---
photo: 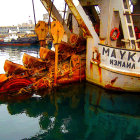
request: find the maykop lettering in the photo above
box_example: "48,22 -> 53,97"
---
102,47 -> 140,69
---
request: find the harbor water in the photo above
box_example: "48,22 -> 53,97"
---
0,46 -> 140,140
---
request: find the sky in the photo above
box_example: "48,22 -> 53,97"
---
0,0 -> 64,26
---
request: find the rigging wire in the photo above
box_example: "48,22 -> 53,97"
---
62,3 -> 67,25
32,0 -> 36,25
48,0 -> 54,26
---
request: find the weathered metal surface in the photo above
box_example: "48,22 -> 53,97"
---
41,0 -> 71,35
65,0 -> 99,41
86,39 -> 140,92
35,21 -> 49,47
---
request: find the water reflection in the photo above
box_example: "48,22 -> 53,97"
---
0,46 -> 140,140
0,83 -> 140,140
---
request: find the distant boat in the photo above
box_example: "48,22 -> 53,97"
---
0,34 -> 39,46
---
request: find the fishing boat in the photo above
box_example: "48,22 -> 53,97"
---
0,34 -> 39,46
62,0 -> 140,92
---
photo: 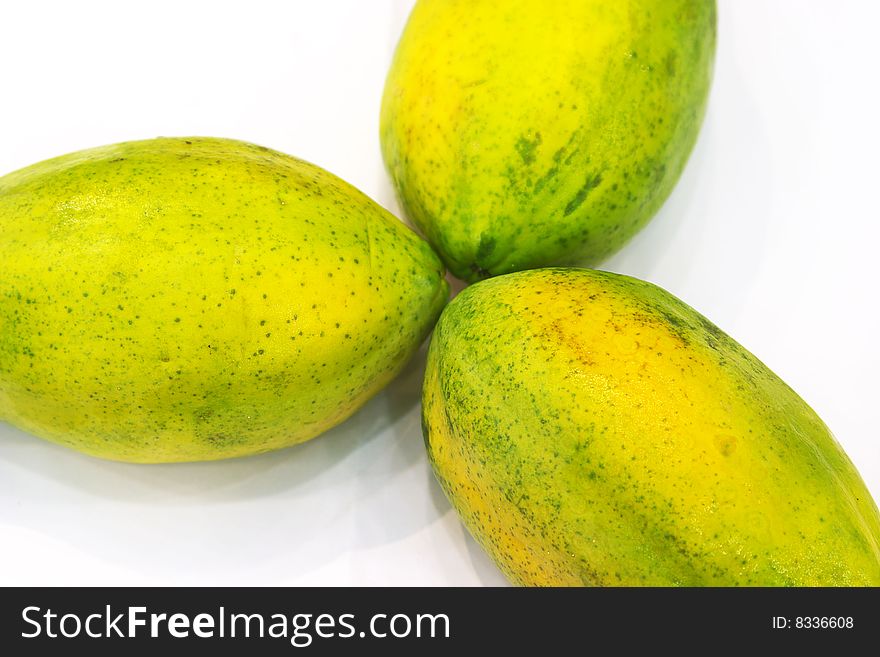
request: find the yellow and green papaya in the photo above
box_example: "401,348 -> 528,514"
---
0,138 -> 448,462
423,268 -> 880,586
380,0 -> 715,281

» Aim of the task
Copy all of the material above, swapping every "find" for "locate" and keeping everything else the same. Leave the pictures out.

» Answer to this task
---
photo: 
request: locate the maykop lettering in the photo above
box_example: "48,22 -> 53,97"
---
102,47 -> 140,69
---
request: locate the harbor water in the photo above
box_example: "48,22 -> 53,97"
---
0,46 -> 140,140
---
request: locate the sky in the photo above
box_example: "48,22 -> 53,97"
---
0,0 -> 64,26
---
request: locate the rigging wire in the photo above
box_example: "48,22 -> 53,97"
---
62,3 -> 67,25
32,0 -> 36,25
48,0 -> 54,26
---
request: locate the weathered metal surface in the photo above
box_example: "48,22 -> 53,97"
---
41,0 -> 71,35
65,0 -> 99,41
86,39 -> 140,92
35,21 -> 49,47
---
request: locate the water reflection in the photo above
box_example: "48,22 -> 53,97"
---
0,46 -> 140,140
0,83 -> 140,140
---
request: locate the distant boat in the photo above
box_example: "48,22 -> 53,97"
---
0,34 -> 39,46
---
request: locate the fishing boat in the photo above
box_example: "48,22 -> 53,97"
---
0,34 -> 39,46
62,0 -> 140,92
---
photo: 
request: locate the yellow and green papaya in the photo above
box_example: "401,348 -> 528,514"
---
0,138 -> 448,462
423,268 -> 880,586
380,0 -> 715,281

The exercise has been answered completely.